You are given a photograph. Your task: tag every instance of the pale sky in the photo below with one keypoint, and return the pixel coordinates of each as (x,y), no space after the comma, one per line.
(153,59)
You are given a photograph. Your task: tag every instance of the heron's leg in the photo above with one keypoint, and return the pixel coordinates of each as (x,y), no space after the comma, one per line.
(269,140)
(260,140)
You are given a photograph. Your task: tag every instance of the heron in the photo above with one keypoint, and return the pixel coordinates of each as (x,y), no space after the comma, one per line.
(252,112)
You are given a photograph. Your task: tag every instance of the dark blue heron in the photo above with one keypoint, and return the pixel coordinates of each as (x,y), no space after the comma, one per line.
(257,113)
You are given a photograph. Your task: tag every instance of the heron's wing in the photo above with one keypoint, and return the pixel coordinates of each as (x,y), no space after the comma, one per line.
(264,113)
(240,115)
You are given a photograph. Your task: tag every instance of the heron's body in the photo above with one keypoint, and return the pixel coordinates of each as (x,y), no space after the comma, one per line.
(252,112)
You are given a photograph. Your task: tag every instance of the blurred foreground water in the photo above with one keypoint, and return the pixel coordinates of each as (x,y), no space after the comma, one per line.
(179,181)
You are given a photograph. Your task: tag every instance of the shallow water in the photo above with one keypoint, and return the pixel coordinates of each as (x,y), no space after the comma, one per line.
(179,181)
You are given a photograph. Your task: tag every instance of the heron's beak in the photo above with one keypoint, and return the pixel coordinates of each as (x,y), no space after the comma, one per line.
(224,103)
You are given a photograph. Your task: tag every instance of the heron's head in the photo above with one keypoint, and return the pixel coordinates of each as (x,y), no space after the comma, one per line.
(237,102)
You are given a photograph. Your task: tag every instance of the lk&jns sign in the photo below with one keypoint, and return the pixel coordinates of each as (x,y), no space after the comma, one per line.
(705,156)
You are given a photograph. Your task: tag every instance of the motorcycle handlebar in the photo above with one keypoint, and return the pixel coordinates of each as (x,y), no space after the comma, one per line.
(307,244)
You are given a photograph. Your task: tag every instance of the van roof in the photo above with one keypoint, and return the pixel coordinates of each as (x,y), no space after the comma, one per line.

==*==

### DESCRIPTION OF THE TASK
Down to the last line, return the data above exactly.

### EXERCISE RESPONSE
You are given a photograph. Your task: tag every instance of the pale sky in the photo below with one keypoint, and return the pixel coordinates of each as (x,y), no space after the comma, one per line.
(153,59)
You are given a photograph. Your task: tag every instance of the heron's leg in the photo above with one keypoint, and return the pixel coordinates of each as (x,y), no space after the comma, one per line.
(269,140)
(260,140)
You are given a photograph. Your task: tag every instance of the heron in the photo above with one keypoint, and return the pixel coordinates of each as (x,y), no space after the comma, one per line.
(252,112)
You are given a photograph. Your task: tag every instance of the dark blue heron in the photo above with one keypoint, and return the pixel coordinates of each as (x,y), no space after the comma, one per line.
(257,113)
You are given a photograph. Your task: tag every instance of the heron's wing in the photo above with one keypoint, and return the pixel coordinates of each as (x,y), no space after the comma, one per line.
(264,113)
(240,115)
You are given a photograph. Your task: tag every instance of the heron's body in the photo above with one keypoint, and return the pixel coordinates of each as (x,y), no space after the comma, one per line.
(252,112)
You are given a photograph. Your task: tag every instance of the blurred foreground water in the photo above with one keypoint, and return the pixel coordinates of each as (x,y), no space after the comma, one per line.
(179,181)
You are given a photograph. Your task: tag every instance of the shallow water in the photo above with one keypoint, and return the pixel coordinates of each as (x,y), no space after the comma, one per line.
(179,181)
You are given a photograph. Your task: tag every instance of the heron's beak in the photo above with one keypoint, and return the pixel coordinates of each as (x,y), no space after the comma, one per line.
(224,103)
You are given a photograph. Your task: tag every instance of the heron's head in the photo above with one keypoint, and return the pixel coordinates of each as (x,y), no space after the comma, one per line.
(237,102)
You are given a photograph. Your task: tag every instance of the lk&jns sign in the photo below with one keypoint, and return the pixel coordinates of each as (x,y), no space after the comma, one per line.
(705,156)
You are given a photograph. Your task: tag every instance of the motorcycle handlebar in the photo above with one keypoint, and return the pixel coordinates of each as (x,y), no space after the comma, one per line.
(307,244)
You are given a photograph. Your task: tag every instance of the van roof in the photo above with one keypoint, and return the pixel coordinates of each as (x,y), no space after the comma, one per line.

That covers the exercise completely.